EXERCISE BRIEF. Print the passage of the film text exactly as it appears, everything from "2002 film by" down to "both in comas.".

SOURCE TEXT.
- Theatrical release poster
- Directed by: Pedro Almodóvar
- Written by: Pedro Almodóvar
- Produced by: Agustín Almodóvar Michel Ruben
- Starring: Javier Cámara; Darío Grandinetti; Leonor Watling; Geraldine Chaplin; Rosario Flores;
- Cinematography: Javier Aguirresarobe
- Edited by: José Salcedo
- Music by: Alberto Iglesias
- Production company: El Deseo S.A.
- Distributed by: Warner Sogefilms
- Release date: 15 March 2002 (Spain);
- Running time: 112 minutes
- Country: Spain
- Language: Spanish
- Box office: $64.8 million

= Talk to Her =

2002 film by Pedro Almodóvar

Talk To Her (Hable Con Ella) is a 2002 Spanish psychological melodrama film, written and directed by Pedro Almodóvar. It stars Javier Cámara, Darío Grandinetti, Leonor Watling, Geraldine Chaplin, and Rosario Flores. The film follows two men who form an unlikely friendship, as they care for two women who are both in comas.

The closing-night presentation at the 2002 New York Film Festival, the film was a widespread critical and commercial success, with singled-out praise towards its direction, performances and especially its screenplay. It won the BAFTA for Best Film Not in the English Language, and the Golden Globe for Best Foreign Language Film, while Almodóvar won the Academy Award for Best Original Screenplay, marking one of the few times where a non-English-speaking film won this category. Talk To Her is generally regarded as one of the best films of the 2000s, one of the best films of the 21st century, as well as Almodóvar's magnum opus.

==Plot==
The story unfolds in flashbacks, giving details of two relationships that become intertwined.

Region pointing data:
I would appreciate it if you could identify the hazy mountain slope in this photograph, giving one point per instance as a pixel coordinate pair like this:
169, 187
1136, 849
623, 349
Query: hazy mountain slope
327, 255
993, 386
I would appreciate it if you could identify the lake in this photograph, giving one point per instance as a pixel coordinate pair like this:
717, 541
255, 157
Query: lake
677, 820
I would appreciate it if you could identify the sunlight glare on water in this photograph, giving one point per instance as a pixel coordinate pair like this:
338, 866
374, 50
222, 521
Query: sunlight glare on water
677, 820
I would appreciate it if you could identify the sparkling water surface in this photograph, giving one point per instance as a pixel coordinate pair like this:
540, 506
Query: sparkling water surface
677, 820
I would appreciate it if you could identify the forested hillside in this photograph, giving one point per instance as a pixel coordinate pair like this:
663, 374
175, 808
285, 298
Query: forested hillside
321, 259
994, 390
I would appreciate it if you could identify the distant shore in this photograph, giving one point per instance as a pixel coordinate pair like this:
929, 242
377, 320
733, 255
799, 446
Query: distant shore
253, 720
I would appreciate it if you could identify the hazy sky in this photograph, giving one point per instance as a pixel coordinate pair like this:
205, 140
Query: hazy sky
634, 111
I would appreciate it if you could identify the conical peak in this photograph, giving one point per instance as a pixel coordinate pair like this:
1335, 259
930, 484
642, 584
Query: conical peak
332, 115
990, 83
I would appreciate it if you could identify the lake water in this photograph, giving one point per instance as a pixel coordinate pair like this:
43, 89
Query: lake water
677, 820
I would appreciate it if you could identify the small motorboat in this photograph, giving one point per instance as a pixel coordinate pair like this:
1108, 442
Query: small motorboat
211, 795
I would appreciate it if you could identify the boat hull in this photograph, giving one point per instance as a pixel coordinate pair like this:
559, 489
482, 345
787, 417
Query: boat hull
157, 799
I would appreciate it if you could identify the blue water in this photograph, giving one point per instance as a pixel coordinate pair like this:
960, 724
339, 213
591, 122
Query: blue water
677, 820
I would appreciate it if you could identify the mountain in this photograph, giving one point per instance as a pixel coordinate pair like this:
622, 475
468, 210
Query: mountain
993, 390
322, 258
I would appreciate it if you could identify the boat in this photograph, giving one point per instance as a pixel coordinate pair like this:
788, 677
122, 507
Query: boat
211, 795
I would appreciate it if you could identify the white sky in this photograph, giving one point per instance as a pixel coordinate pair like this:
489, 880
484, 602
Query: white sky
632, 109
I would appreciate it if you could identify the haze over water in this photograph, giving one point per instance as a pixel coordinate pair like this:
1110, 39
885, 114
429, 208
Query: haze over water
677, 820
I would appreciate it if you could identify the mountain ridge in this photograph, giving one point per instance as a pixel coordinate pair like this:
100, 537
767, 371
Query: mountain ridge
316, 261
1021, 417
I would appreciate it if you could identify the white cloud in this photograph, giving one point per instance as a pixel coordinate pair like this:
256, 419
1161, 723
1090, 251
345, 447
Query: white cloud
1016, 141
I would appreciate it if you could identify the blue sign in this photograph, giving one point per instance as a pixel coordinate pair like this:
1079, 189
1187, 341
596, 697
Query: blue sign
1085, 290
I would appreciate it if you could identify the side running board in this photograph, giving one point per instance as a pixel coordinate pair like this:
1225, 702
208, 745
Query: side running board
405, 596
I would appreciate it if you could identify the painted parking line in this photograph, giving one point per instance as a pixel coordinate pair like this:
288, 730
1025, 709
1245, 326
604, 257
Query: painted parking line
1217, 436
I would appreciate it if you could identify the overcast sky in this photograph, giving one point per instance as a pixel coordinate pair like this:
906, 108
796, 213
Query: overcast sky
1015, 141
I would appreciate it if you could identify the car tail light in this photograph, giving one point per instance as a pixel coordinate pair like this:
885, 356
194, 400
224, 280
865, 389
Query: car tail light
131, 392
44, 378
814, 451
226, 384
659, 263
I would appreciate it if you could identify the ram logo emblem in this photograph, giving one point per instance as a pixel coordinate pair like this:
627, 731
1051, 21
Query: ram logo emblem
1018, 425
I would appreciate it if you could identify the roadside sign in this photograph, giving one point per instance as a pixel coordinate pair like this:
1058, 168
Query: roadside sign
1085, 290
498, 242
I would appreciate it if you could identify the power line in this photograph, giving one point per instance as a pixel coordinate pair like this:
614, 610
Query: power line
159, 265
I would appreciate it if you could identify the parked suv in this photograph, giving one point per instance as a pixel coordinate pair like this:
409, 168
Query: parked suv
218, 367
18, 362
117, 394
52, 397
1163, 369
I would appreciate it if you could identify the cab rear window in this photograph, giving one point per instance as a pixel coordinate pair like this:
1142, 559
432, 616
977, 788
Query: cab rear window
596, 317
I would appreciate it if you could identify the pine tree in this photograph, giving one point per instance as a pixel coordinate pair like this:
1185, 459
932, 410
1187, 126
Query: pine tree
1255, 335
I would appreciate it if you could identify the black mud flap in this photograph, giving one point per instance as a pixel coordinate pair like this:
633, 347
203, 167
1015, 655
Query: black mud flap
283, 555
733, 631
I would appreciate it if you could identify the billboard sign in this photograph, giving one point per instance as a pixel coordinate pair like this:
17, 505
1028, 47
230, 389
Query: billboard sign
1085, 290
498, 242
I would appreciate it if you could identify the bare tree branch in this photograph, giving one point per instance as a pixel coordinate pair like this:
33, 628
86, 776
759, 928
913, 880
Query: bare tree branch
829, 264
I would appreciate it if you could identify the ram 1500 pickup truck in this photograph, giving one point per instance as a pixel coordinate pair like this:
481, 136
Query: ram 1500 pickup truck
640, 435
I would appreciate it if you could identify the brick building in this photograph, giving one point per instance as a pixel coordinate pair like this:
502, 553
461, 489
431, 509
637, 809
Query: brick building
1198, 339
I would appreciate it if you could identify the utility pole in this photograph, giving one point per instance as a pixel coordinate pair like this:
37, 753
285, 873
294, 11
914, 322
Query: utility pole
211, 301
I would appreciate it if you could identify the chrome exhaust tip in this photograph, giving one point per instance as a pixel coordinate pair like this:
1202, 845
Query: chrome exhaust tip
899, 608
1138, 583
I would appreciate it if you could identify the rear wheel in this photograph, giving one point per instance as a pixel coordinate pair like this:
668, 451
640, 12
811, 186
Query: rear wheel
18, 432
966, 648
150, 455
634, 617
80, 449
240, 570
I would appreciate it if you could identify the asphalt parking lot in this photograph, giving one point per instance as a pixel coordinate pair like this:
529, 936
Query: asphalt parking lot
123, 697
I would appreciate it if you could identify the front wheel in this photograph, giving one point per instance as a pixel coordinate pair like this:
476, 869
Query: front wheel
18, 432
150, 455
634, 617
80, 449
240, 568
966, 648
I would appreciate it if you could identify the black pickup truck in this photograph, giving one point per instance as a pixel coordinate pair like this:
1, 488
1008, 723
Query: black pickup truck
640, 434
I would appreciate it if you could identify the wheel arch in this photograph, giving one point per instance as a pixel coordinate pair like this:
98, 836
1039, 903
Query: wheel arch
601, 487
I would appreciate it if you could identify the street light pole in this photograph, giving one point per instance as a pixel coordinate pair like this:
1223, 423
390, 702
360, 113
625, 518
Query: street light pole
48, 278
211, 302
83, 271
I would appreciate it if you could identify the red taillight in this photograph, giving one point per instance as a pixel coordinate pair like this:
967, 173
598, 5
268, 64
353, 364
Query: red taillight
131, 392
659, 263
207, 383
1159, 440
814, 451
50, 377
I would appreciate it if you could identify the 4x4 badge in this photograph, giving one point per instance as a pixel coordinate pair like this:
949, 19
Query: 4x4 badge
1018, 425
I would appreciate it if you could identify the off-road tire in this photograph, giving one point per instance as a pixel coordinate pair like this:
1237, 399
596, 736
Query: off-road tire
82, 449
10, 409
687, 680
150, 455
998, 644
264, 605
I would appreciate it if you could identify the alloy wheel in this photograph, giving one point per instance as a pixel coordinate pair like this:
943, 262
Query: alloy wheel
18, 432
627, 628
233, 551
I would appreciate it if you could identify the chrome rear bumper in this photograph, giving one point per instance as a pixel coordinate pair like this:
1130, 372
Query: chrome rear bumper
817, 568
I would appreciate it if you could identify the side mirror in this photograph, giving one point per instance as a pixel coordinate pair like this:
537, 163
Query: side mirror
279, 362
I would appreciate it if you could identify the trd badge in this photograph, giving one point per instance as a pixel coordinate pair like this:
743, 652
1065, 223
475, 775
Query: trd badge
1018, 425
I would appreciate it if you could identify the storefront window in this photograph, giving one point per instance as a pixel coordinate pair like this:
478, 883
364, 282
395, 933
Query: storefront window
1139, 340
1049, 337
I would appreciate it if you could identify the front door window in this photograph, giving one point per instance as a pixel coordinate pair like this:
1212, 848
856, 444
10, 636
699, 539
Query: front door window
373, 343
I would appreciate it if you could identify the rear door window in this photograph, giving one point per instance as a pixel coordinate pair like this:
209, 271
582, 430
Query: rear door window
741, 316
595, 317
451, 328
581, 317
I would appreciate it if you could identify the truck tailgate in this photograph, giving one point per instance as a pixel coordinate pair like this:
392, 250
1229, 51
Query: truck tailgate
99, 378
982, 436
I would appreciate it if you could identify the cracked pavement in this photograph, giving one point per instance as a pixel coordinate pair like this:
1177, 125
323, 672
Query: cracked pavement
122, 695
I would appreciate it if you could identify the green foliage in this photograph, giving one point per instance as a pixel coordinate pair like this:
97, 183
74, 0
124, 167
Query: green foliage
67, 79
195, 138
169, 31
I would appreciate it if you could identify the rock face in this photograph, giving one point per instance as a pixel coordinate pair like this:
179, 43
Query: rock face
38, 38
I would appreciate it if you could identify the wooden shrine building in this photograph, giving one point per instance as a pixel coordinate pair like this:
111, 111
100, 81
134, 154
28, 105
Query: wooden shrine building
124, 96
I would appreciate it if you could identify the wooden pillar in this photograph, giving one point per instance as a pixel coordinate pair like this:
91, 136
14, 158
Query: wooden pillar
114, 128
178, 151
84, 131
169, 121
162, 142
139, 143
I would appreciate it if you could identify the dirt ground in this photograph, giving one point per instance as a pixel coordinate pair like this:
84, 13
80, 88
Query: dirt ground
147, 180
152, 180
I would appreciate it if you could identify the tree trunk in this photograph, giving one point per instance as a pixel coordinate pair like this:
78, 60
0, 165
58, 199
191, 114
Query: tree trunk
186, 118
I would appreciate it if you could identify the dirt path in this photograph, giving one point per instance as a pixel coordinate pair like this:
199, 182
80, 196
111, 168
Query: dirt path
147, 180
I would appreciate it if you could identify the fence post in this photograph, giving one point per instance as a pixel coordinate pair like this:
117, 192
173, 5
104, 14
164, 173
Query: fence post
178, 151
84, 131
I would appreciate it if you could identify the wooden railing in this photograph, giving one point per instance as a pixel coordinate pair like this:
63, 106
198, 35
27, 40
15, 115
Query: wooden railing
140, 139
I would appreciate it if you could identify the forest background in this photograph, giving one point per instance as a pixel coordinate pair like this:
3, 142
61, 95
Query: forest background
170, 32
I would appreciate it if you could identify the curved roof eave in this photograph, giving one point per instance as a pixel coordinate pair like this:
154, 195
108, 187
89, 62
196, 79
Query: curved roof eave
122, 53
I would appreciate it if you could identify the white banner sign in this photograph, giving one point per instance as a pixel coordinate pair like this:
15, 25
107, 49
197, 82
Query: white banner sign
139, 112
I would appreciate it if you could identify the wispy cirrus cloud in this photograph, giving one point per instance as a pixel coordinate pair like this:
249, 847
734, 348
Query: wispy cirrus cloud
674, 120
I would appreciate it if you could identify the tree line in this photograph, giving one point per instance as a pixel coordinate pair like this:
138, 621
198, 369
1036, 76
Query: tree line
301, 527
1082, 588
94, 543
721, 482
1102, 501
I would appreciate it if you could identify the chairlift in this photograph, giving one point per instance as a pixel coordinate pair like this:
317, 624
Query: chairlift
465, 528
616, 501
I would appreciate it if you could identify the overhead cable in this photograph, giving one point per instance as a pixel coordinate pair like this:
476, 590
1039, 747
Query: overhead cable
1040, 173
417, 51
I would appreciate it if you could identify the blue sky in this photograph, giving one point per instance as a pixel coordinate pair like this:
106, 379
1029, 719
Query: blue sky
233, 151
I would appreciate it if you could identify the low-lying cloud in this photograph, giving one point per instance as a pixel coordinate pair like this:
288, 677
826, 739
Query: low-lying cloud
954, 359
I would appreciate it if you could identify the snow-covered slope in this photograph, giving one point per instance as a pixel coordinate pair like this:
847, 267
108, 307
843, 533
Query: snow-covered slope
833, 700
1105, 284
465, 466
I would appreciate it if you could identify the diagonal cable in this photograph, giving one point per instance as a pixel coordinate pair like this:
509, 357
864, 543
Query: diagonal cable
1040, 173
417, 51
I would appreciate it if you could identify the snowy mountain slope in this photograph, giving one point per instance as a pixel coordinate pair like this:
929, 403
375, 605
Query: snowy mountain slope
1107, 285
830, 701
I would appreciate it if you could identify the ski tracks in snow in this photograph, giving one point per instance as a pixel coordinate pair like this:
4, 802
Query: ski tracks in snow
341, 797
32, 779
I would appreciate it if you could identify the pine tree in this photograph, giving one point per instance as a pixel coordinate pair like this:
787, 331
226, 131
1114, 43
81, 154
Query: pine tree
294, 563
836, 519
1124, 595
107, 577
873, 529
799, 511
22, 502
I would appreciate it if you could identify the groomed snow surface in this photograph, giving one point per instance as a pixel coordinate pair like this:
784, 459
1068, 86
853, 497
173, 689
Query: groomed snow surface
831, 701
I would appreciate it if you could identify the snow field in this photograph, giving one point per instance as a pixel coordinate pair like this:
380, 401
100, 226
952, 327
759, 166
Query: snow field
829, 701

WRITTEN SOLUTION.
2002 film by Pedro Almodóvar

Talk To Her (Hable Con Ella) is a 2002 Spanish psychological melodrama film, written and directed by Pedro Almodóvar. It stars Javier Cámara, Darío Grandinetti, Leonor Watling, Geraldine Chaplin, and Rosario Flores. The film follows two men who form an unlikely friendship, as they care for two women who are both in comas.